* **Exercise prompt**
Add 9 to every coordinate in the answers and reproduce the stretch of the records from the line containing "If you could mark the hand" through the end of the records, requests included, and nothing else.

* **Provided records**
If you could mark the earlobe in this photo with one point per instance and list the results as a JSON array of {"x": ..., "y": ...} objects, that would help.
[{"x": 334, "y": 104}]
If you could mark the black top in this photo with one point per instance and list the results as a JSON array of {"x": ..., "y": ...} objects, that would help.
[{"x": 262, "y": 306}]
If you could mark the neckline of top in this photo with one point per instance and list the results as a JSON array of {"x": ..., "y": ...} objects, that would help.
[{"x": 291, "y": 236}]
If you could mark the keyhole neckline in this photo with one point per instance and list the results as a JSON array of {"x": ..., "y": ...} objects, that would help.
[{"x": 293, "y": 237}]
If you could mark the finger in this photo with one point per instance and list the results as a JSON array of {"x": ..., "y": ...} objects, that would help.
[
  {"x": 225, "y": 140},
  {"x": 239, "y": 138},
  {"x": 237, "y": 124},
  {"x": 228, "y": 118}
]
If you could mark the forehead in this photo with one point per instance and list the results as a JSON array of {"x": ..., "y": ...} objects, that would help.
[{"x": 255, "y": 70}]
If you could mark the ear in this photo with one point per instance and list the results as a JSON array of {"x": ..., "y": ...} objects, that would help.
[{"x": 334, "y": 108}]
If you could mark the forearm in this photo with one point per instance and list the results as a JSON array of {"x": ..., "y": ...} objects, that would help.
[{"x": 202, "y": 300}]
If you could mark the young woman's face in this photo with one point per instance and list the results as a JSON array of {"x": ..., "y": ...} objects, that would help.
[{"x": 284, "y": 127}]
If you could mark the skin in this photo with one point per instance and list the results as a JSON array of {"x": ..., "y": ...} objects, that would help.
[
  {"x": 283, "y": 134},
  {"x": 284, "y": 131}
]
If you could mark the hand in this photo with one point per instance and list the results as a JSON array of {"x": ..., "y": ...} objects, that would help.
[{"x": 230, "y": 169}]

* **Solution**
If you could mark the hand in this photo with one point per instance and list the results as a JSON array of {"x": ..., "y": ...} objects, that would help.
[{"x": 239, "y": 178}]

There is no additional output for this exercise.